**** RECORDED DATA

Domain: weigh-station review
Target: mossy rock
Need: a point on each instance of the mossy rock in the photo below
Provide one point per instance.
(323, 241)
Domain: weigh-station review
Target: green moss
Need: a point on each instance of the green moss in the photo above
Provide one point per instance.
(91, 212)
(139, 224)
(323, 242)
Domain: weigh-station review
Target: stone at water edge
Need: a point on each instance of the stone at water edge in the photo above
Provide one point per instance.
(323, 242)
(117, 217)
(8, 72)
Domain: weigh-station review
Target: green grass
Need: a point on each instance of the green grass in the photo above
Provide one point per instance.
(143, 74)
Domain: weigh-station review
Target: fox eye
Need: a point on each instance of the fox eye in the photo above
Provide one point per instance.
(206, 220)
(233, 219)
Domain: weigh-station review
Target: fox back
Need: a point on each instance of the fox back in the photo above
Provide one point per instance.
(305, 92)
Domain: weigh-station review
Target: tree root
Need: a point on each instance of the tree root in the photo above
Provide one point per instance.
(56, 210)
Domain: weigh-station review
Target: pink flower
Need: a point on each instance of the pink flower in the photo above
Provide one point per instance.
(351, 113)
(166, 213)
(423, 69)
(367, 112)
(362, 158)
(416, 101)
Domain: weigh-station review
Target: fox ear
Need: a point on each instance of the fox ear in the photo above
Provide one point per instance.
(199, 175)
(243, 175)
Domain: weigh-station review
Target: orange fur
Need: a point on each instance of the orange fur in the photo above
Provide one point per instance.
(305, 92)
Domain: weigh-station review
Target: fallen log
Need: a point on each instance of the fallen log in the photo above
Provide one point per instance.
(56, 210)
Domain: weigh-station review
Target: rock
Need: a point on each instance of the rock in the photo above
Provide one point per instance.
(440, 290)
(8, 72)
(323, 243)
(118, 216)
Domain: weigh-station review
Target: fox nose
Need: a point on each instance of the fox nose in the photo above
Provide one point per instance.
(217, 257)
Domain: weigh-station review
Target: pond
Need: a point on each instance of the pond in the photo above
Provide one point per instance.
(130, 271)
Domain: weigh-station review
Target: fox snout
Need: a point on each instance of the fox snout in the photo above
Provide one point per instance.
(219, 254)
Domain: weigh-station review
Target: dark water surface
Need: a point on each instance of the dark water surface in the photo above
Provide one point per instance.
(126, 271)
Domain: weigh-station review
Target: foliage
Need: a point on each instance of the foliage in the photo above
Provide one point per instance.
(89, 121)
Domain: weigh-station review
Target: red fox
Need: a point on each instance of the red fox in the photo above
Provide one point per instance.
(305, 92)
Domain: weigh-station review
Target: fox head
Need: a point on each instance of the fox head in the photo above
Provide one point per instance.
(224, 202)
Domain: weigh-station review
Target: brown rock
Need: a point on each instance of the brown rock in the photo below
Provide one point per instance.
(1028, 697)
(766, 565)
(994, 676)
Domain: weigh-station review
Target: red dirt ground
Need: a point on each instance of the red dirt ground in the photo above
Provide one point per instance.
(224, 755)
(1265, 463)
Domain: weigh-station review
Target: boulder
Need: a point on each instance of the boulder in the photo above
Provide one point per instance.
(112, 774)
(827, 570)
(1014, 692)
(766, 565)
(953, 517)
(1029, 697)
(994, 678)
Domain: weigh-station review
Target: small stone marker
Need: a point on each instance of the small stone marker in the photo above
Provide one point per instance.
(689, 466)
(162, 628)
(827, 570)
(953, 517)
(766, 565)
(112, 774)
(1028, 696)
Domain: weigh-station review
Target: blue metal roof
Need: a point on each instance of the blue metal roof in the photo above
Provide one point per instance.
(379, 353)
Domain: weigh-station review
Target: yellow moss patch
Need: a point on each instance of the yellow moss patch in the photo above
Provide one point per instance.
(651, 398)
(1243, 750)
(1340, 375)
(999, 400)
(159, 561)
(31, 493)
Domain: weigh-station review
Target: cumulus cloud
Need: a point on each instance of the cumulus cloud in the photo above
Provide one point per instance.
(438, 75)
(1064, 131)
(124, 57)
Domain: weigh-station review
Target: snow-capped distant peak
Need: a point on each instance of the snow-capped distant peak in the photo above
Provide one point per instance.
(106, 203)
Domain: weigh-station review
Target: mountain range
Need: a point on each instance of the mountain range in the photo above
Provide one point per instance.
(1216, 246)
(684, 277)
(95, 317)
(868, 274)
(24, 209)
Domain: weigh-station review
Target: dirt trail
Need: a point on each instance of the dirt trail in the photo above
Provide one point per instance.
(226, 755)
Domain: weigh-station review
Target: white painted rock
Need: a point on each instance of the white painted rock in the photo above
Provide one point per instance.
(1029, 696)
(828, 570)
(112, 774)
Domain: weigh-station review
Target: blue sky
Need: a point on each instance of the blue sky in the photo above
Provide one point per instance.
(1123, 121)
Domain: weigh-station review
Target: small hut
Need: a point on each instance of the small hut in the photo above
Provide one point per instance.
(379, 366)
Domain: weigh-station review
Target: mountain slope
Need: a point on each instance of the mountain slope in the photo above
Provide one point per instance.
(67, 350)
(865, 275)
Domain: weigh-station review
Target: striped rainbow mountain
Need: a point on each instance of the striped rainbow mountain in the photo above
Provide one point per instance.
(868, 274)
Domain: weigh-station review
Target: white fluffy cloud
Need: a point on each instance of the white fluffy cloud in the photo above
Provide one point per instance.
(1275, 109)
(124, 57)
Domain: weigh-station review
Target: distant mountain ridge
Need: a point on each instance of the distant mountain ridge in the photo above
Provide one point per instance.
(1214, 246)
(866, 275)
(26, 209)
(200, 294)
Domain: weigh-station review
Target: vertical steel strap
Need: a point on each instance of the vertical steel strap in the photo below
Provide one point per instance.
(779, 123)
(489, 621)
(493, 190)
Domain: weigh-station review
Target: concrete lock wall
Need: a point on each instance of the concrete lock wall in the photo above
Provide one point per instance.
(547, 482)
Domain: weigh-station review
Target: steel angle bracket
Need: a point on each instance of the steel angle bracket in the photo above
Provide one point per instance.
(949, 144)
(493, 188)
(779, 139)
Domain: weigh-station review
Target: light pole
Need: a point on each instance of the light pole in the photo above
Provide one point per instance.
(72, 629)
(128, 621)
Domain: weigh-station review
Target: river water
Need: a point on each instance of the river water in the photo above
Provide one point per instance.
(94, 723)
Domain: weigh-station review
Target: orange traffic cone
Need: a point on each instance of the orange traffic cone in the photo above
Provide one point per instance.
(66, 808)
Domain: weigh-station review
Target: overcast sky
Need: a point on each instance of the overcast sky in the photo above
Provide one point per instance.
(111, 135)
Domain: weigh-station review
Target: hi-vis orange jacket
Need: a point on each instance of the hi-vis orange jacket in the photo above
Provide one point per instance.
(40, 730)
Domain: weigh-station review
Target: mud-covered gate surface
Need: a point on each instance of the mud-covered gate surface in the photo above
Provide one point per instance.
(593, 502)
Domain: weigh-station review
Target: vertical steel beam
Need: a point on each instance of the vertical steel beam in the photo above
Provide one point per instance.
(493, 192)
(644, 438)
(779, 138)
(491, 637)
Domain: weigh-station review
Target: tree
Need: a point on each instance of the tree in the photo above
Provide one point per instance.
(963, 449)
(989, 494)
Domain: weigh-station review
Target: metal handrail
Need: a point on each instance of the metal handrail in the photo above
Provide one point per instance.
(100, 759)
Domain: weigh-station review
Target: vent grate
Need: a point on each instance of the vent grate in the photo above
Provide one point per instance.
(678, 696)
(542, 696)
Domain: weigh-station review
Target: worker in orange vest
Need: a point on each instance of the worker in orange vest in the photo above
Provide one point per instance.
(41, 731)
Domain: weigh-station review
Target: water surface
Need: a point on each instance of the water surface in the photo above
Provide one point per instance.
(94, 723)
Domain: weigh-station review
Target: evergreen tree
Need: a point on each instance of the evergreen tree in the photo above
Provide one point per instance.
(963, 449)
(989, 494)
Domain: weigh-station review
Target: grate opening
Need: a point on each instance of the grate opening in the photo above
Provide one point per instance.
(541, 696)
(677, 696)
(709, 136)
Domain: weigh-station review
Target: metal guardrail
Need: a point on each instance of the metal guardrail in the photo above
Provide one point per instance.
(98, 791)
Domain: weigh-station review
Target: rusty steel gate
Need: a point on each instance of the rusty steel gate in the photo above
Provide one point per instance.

********

Count the lines in the material above that contain the string "striped", with case counting. Give only the number.

2